ACTIVITY: Please keep to the lines below from the one with "In this practice step, locate the cloud bank" through the one with "In this practice step, locate the green foliage", and restate them word for word, ends included.

DATA FOR THE TASK:
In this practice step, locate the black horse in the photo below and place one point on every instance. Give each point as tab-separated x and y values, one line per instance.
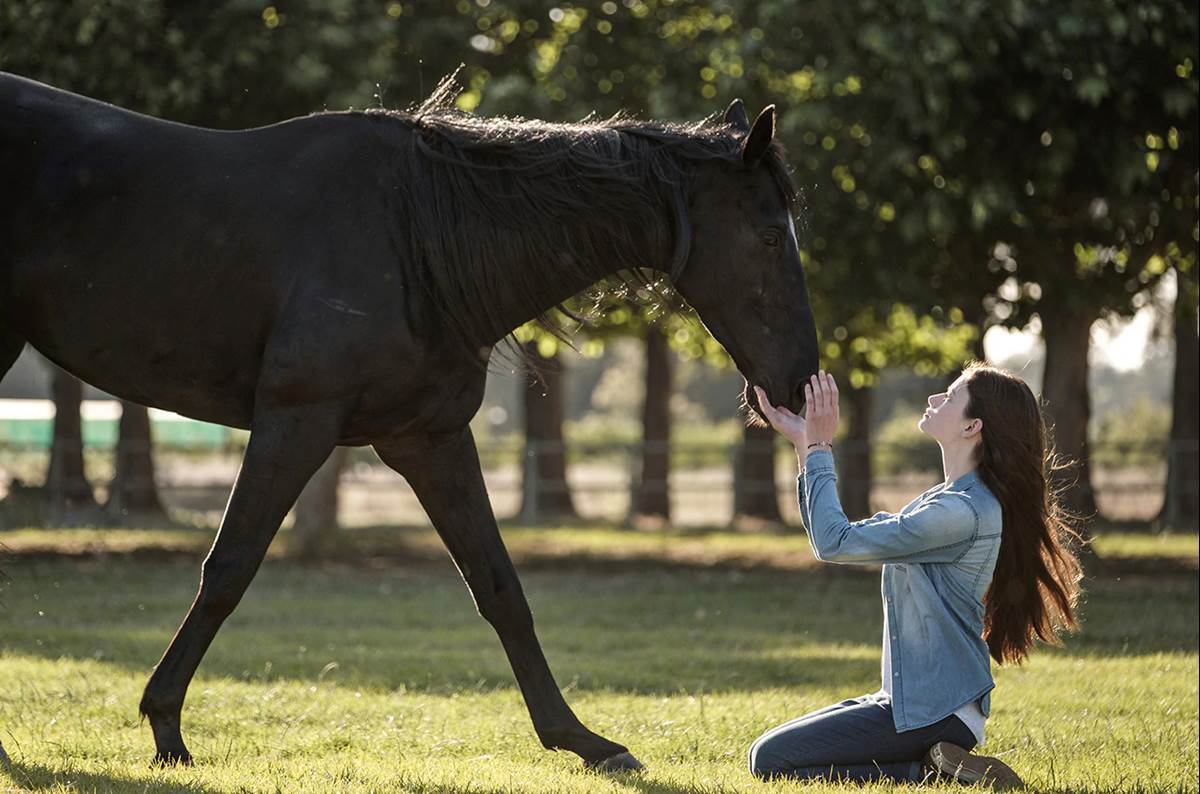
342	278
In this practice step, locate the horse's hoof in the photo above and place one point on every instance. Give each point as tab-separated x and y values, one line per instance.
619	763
---
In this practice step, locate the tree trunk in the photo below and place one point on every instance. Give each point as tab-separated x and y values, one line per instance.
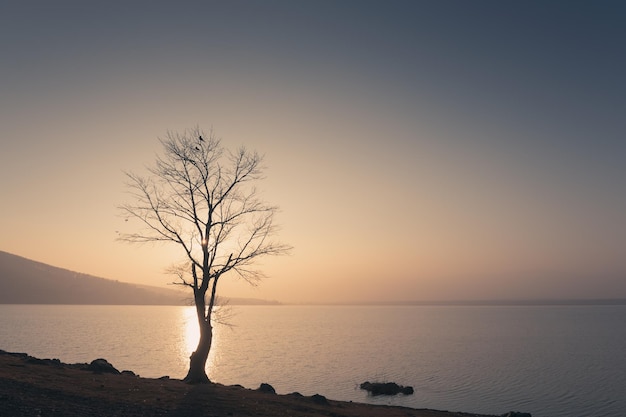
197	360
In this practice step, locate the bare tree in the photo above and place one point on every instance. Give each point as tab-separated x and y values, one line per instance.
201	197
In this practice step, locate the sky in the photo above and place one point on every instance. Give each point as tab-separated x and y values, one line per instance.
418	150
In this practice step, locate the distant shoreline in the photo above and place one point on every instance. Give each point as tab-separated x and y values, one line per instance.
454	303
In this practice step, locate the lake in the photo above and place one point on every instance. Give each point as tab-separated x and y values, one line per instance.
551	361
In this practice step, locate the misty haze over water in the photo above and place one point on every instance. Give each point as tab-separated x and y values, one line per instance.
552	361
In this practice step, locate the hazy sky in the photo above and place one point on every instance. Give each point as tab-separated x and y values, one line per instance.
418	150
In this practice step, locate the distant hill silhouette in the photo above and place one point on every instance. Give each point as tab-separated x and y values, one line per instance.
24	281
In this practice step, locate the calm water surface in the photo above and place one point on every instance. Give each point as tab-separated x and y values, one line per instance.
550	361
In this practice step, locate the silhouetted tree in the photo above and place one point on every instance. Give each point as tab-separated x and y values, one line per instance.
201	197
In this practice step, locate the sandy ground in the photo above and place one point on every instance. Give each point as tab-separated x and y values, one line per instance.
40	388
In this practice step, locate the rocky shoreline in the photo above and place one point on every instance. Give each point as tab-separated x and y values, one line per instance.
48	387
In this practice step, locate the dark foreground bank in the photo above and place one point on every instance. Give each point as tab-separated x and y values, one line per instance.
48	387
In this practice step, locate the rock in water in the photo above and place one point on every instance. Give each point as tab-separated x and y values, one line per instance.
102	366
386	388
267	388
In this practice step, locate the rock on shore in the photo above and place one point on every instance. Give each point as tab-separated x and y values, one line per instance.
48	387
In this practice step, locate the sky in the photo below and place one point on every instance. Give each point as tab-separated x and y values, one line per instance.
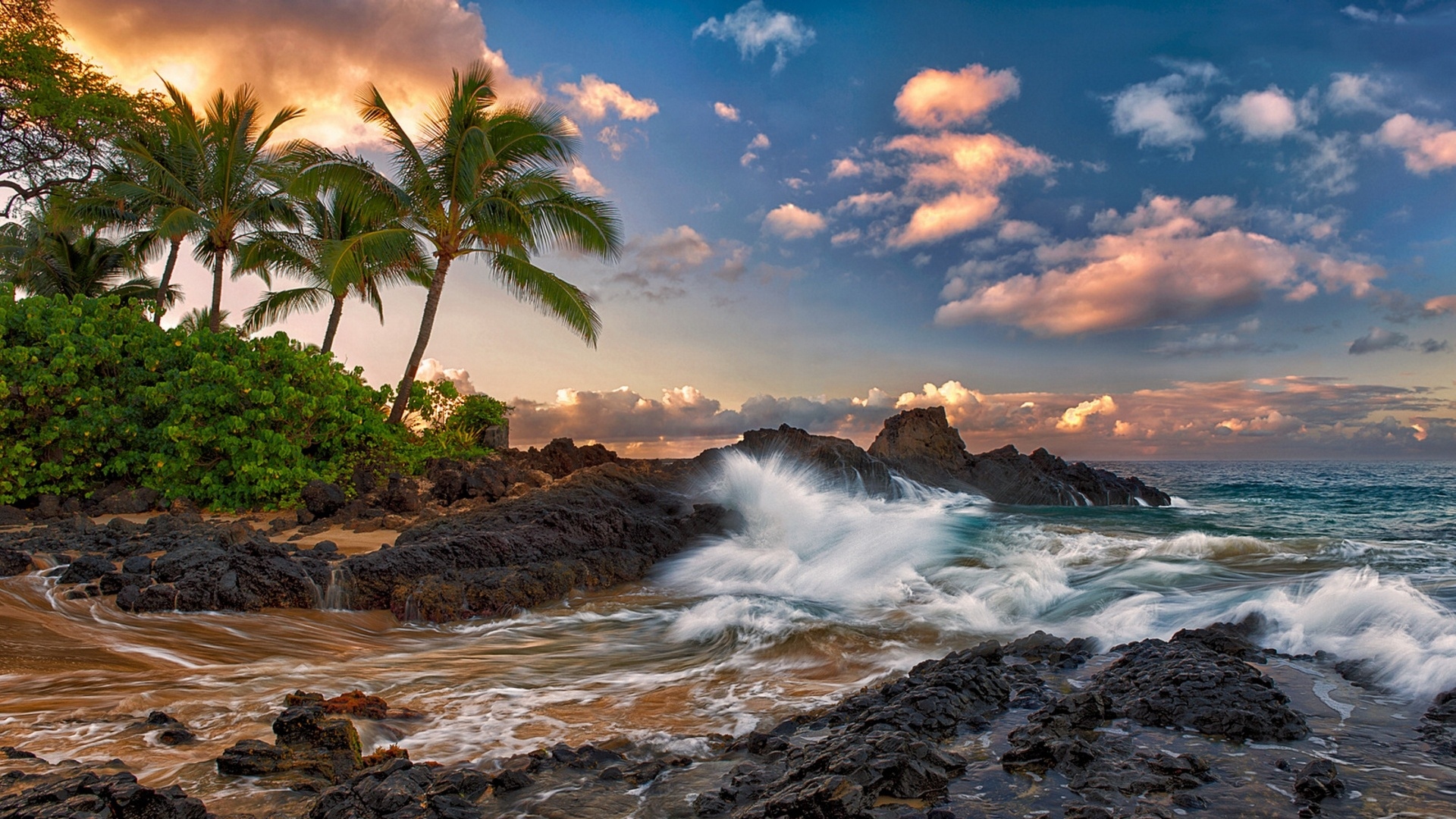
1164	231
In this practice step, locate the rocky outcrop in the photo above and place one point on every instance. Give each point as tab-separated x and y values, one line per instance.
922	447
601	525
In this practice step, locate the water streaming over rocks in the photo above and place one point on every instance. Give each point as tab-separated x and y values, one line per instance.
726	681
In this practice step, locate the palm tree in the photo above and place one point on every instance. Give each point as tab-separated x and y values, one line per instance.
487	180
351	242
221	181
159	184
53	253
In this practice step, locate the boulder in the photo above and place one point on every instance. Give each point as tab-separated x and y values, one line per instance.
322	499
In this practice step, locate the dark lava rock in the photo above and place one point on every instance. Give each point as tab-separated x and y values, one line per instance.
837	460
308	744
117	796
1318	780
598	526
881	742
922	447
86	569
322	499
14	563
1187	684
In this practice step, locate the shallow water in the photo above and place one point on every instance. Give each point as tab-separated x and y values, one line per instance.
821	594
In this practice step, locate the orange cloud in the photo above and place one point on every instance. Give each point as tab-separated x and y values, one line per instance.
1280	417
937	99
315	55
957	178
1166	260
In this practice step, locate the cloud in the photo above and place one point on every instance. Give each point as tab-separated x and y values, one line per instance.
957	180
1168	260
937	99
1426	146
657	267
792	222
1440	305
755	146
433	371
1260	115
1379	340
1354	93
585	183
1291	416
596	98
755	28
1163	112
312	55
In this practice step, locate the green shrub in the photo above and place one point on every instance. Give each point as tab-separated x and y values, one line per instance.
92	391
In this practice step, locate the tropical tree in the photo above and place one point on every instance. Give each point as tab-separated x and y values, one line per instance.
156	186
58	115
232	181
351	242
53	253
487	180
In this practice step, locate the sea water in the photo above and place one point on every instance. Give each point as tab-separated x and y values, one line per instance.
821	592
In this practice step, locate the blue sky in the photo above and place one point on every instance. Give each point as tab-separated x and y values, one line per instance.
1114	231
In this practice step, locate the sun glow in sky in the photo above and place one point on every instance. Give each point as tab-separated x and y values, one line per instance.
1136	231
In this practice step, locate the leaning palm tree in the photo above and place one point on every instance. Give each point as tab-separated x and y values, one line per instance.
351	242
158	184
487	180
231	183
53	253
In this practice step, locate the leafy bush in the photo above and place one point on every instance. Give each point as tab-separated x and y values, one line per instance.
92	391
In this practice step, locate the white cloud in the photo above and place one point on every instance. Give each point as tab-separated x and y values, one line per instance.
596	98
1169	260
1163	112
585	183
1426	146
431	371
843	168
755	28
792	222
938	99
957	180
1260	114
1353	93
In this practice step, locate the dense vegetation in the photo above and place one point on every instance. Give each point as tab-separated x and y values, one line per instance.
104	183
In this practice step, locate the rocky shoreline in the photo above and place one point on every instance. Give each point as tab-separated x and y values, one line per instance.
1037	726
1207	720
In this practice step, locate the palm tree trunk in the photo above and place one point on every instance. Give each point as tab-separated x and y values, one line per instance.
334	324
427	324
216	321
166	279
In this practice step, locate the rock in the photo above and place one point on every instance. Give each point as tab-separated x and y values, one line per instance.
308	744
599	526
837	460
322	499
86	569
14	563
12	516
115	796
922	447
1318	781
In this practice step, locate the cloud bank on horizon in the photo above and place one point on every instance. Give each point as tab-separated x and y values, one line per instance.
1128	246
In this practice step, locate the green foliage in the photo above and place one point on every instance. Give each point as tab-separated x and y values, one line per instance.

EXPECTED ANSWER:
In this practice step, locate the cloud bank on horizon in the photo above and place one point on every instance. Give each point as tab-separated x and y values, one line per instance.
1128	246
In this practice step, locate the green foliage in the photo above and place one point on every instance. Give each point as tab-separated x and y values, one line per instance.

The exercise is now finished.